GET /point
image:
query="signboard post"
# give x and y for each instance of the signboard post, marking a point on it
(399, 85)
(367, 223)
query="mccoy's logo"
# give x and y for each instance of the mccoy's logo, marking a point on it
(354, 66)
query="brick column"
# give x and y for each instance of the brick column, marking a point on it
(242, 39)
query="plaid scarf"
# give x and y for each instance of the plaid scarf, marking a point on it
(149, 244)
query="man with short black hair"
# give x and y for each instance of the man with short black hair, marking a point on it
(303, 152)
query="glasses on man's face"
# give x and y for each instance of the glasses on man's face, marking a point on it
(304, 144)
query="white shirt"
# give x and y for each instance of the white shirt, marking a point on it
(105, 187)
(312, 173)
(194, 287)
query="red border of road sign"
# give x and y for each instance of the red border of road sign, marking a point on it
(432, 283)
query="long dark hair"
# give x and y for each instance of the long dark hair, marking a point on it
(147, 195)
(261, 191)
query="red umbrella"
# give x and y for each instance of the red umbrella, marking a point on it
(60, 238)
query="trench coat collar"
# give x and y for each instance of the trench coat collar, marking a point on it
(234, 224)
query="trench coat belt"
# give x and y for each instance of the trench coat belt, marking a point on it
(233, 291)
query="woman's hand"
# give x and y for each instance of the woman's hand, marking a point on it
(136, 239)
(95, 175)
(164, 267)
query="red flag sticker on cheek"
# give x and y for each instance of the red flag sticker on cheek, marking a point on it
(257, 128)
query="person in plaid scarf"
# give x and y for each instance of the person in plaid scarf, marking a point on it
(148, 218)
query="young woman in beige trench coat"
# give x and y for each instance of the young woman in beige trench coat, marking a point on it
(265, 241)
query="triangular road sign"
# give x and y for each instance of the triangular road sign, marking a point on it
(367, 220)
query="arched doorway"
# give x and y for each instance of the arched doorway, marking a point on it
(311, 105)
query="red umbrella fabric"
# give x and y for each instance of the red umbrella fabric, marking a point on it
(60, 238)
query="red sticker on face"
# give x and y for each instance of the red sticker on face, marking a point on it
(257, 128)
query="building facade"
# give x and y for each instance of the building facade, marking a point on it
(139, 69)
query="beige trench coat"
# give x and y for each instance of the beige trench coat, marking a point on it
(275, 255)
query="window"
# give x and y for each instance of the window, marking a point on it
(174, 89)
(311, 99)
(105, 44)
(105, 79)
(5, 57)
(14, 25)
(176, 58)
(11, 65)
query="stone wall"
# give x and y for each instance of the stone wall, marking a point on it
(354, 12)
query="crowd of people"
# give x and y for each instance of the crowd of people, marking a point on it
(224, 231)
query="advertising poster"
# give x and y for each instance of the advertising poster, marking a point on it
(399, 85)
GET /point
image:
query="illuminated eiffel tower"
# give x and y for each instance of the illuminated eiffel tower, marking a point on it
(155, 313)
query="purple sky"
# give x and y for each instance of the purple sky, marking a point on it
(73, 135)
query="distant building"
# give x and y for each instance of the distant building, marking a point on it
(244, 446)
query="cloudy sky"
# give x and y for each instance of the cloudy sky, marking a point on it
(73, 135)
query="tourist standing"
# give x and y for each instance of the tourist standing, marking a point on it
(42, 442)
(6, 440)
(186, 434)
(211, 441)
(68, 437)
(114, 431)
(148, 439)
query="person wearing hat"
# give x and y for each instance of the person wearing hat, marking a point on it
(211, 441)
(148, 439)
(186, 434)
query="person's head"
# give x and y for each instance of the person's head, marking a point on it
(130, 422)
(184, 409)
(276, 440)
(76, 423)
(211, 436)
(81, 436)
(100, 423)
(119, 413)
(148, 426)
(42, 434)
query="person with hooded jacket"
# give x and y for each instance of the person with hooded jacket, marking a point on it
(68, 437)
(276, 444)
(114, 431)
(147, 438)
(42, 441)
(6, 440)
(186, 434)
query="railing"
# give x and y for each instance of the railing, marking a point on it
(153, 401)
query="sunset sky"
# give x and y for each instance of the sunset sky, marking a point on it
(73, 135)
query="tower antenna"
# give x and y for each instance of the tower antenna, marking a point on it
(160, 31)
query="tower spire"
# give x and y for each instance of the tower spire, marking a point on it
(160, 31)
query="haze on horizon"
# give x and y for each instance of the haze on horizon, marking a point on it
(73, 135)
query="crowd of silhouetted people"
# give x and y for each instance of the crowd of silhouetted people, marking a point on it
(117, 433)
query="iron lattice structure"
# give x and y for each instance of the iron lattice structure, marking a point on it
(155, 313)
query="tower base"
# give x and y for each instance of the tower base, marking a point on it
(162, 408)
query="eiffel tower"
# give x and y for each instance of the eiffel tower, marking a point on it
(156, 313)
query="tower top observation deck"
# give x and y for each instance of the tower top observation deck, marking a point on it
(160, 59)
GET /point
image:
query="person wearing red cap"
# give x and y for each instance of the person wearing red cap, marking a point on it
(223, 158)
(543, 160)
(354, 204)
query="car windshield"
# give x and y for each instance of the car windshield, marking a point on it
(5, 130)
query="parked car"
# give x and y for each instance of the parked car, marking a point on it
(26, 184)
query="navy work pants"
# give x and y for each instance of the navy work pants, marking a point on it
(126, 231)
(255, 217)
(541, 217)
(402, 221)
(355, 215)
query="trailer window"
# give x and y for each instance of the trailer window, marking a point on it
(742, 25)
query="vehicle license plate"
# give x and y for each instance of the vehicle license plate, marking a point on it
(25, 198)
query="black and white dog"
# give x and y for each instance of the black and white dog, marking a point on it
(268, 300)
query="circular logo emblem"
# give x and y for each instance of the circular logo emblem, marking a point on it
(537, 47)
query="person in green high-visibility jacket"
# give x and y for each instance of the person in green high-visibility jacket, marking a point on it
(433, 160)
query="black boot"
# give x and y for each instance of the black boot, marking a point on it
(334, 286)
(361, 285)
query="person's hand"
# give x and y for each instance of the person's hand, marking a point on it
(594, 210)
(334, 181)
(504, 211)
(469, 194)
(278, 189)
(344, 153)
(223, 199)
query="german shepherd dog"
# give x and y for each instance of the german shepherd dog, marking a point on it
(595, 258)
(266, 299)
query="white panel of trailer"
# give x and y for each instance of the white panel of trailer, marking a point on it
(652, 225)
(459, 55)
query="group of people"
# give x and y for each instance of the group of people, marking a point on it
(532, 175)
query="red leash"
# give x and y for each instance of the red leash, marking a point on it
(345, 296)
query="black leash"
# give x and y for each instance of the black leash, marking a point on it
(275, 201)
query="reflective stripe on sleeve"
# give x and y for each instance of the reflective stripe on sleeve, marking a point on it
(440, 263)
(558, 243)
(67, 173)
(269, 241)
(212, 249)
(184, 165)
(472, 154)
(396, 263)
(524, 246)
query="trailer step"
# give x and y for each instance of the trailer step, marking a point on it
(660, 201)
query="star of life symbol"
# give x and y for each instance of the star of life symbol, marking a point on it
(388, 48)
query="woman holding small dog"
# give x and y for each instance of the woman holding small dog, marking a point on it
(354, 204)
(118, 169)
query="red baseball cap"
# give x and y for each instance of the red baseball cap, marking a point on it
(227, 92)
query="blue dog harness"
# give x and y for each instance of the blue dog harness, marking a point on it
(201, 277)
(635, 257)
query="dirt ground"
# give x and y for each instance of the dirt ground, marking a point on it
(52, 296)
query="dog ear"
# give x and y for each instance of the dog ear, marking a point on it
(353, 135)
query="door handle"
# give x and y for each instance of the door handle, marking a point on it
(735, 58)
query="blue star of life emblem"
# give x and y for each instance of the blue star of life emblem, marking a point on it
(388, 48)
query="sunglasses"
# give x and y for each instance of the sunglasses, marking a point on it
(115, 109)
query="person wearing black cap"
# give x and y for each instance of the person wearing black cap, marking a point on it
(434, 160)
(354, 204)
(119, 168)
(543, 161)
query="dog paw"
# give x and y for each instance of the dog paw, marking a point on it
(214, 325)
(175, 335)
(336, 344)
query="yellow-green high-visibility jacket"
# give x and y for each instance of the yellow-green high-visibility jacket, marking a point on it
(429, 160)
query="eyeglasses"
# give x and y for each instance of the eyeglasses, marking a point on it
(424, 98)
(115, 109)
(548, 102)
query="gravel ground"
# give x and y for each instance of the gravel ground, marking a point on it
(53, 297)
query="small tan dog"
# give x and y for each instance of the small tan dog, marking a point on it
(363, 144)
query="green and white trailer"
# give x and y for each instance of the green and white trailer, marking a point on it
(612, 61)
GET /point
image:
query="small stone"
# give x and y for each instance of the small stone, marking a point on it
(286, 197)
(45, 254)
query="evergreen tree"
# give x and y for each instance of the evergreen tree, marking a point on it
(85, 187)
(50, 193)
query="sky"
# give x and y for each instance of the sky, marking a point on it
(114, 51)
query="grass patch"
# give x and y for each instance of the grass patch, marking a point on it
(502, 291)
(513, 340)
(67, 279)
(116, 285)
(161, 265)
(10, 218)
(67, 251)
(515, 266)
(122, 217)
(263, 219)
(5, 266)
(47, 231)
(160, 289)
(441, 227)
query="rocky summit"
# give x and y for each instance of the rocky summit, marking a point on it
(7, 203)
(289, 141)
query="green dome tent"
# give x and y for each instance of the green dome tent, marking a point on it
------------------------------------
▸ **WRITTEN REQUEST**
Pick out each line above that contains the string "life", and copy those lines in full. Matching is case-sensitive.

▸ **FULL OUTPUT**
query="star of life symbol"
# give x and y for each instance of the star of life symbol, marking a point on it
query="blue star of life emblem"
# give x and y for each instance of the blue star of life emblem, marking a point on it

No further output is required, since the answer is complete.